◆ GOAL ◆
Please present everything from the first of the lines below down to and including the line containing "134,339,997,675" as a Markdown table with the columns Row and Line, numbering each row and leaving out blank lines. Leave the pictures out of the answer.

+ + + + +

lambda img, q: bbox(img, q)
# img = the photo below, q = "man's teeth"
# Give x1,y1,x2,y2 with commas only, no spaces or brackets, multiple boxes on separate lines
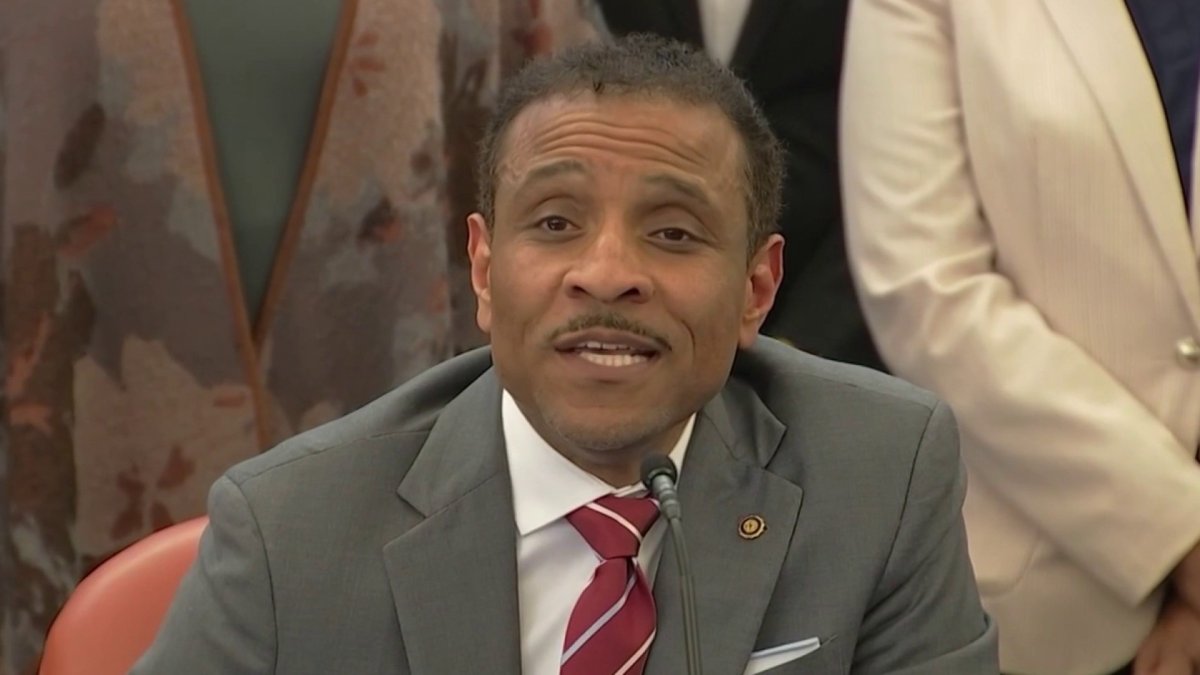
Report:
578,340,634,352
580,352,650,368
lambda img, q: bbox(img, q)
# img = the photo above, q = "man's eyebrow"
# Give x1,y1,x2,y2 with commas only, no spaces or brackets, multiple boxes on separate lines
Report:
642,173,713,207
521,160,589,185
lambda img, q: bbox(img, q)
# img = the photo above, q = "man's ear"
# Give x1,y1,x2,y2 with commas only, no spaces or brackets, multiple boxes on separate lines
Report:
467,213,492,333
738,234,784,348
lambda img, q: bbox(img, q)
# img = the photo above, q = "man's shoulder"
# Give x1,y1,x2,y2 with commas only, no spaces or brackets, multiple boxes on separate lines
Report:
226,348,494,485
731,339,958,484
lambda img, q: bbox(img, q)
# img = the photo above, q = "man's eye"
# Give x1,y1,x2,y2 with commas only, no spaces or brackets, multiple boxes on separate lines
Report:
538,216,571,232
654,227,696,244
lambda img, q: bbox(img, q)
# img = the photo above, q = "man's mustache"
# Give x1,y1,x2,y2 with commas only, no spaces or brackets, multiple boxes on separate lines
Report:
550,312,671,351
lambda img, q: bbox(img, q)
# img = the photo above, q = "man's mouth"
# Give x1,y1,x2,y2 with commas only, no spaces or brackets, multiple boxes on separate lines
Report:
571,340,656,368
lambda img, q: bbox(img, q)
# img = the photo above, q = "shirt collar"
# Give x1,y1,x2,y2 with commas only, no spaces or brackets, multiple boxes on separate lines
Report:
500,390,696,537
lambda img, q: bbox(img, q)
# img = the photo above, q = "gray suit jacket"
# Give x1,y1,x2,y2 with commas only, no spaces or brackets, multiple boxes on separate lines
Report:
134,339,997,675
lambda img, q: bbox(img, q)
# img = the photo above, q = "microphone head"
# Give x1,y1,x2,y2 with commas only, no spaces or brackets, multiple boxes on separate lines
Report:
642,453,679,492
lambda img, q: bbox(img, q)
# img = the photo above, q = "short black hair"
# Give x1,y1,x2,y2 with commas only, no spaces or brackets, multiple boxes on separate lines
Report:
476,34,784,252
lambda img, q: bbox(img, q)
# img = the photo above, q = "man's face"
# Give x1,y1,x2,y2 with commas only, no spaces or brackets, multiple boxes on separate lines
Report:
468,92,782,484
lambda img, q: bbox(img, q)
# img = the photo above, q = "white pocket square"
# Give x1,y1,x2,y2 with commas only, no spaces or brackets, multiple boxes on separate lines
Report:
742,638,821,675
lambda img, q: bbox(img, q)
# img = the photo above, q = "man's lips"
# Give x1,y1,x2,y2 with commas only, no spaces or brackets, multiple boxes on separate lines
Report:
553,329,667,357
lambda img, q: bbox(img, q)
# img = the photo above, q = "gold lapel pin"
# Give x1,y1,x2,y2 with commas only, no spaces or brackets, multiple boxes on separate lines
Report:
738,515,767,540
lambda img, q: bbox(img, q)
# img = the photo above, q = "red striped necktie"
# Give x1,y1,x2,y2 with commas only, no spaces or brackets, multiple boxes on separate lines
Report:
560,495,659,675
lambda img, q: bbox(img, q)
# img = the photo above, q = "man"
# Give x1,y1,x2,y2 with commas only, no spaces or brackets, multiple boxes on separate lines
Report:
137,38,995,675
596,0,883,370
842,0,1200,675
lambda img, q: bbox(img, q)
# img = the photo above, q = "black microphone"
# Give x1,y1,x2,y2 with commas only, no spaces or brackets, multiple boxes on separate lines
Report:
642,454,701,675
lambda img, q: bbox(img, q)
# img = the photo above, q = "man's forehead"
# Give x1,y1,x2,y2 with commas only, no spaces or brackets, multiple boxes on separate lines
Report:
499,91,740,162
497,91,742,187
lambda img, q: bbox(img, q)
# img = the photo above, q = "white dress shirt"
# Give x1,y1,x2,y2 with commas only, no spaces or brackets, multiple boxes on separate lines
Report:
700,0,750,66
500,392,696,675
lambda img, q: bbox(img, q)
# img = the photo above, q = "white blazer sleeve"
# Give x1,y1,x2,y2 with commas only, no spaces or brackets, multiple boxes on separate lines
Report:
840,0,1200,604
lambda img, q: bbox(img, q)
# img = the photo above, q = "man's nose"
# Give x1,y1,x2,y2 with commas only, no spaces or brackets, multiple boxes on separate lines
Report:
563,227,654,303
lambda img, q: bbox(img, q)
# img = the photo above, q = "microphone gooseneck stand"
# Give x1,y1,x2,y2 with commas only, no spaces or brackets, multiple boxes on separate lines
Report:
642,454,702,675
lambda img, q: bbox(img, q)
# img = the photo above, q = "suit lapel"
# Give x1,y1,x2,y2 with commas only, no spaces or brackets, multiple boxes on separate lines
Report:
647,383,802,675
730,0,786,72
383,372,521,675
1043,0,1200,327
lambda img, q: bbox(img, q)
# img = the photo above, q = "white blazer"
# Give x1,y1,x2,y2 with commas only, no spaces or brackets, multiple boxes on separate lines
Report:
841,0,1200,675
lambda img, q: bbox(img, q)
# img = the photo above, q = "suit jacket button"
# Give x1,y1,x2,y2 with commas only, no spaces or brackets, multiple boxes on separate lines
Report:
1175,338,1200,369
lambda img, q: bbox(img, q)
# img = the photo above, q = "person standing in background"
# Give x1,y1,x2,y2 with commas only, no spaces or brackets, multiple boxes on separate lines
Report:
0,0,594,675
842,0,1200,675
598,0,883,370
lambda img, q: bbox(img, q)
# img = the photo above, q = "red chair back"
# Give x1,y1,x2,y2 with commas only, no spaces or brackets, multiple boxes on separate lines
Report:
38,516,209,675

+ + + + +

◆ EXERCISE OUTPUT ◆
| Row | Line |
|---|---|
| 1 | lambda img, q: bbox(img, q) |
| 2 | # img = the photo below, q = "man's teeth" |
| 3 | # Give x1,y1,x2,y2 with commas only, no spaces or brackets, multiple boxes on separate lines |
| 4 | Report: |
| 5 | 578,340,634,352 |
| 6 | 580,352,650,368 |
| 7 | lambda img, q: bbox(img, q) |
| 8 | # img = the photo above, q = "man's eyebrow" |
| 9 | # Give x1,y1,x2,y2 with commas only, no spaces or brackets, multiple boxes on separate lines |
| 10 | Report: |
| 11 | 642,173,713,207 |
| 12 | 521,160,589,185 |
| 13 | lambda img, q: bbox(img, q) |
| 14 | # img = the photo above, q = "man's ear" |
| 15 | # Give x1,y1,x2,y2 with commas only, no spaces or brackets, multiple boxes on separate lines |
| 16 | Report: |
| 17 | 467,213,492,333 |
| 18 | 738,234,784,348 |
| 19 | lambda img, q: bbox(img, q) |
| 20 | # img = the photo above, q = "man's shoulder" |
| 21 | # Give x1,y1,x2,y2 with commas only, no spaces or brackets, multiple boxes on separate lines |
| 22 | Report: |
| 23 | 226,348,494,485 |
| 24 | 731,339,958,484 |
| 25 | lambda img, q: bbox(img, q) |
| 26 | # img = the photo above, q = "man's eye" |
| 27 | # Give x1,y1,x2,y2 with commas only, no spaces or brackets, multiple boxes on separate lines |
| 28 | Report: |
| 29 | 538,216,571,232 |
| 30 | 654,227,696,244 |
| 31 | lambda img, q: bbox(img, q) |
| 32 | # img = the photo above, q = "man's mustache" |
| 33 | # Give x1,y1,x2,y2 with commas only, no spaces or brackets, multiple boxes on separate lines |
| 34 | Report: |
| 35 | 550,312,671,351 |
| 36 | lambda img, q: bbox(img, q) |
| 37 | # img = the photo above, q = "man's mouth" |
| 38 | # Give x1,y1,x2,y2 with commas only, no spaces or brackets, multiple boxes on separate lines |
| 39 | Report: |
| 40 | 571,340,656,368 |
| 41 | lambda img, q: bbox(img, q) |
| 42 | # img = the photo above, q = "shirt collar" |
| 43 | # Give x1,y1,x2,y2 with commas only, no spaces or brackets, multiple boxes on separate lines |
| 44 | Report: |
| 45 | 500,390,696,537 |
| 46 | lambda img, q: bbox(img, q) |
| 47 | # img = the photo above, q = "gray suit jacket" |
| 48 | # Give x1,y1,x2,y2 with commas only, no spaces or brackets, multiple boxes on separate lines |
| 49 | Report: |
| 50 | 134,339,997,675 |